▶ Stated exercise
Edit the entries so that "glass mixing bowl" becomes "ceramic mixing bowl", keep everything else the same, and leave the pictures out of your answer.
--- BEGIN Dataset ---
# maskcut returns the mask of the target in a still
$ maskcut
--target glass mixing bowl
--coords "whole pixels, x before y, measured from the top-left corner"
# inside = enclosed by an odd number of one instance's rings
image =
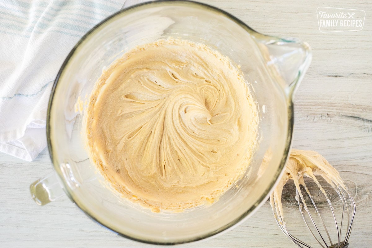
[[[169,37],[205,44],[241,66],[259,109],[259,143],[239,187],[232,186],[219,200],[183,213],[154,213],[121,198],[97,173],[84,148],[79,109],[105,67],[136,45]],[[58,73],[46,126],[55,171],[31,185],[33,198],[43,205],[65,193],[97,222],[147,243],[193,241],[232,227],[265,202],[283,170],[293,129],[293,93],[310,54],[305,43],[259,33],[201,3],[159,1],[119,11],[81,38]]]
--- END Dataset ---
▶ Complete answer
# maskcut returns the mask of the target in a still
$ maskcut
--target ceramic mixing bowl
--coords "whole pixels, x before y, measured from the top-left corner"
# inside = enclosed by an odd number of one instance's rings
image =
[[[169,37],[205,44],[241,66],[259,109],[259,143],[239,187],[232,186],[219,200],[183,213],[154,213],[121,198],[97,173],[84,148],[79,109],[105,67],[136,45]],[[58,73],[46,126],[55,171],[31,185],[33,198],[43,205],[65,193],[97,222],[147,243],[193,241],[232,227],[265,202],[283,170],[293,129],[293,93],[310,54],[305,43],[259,33],[201,3],[159,1],[119,11],[81,38]]]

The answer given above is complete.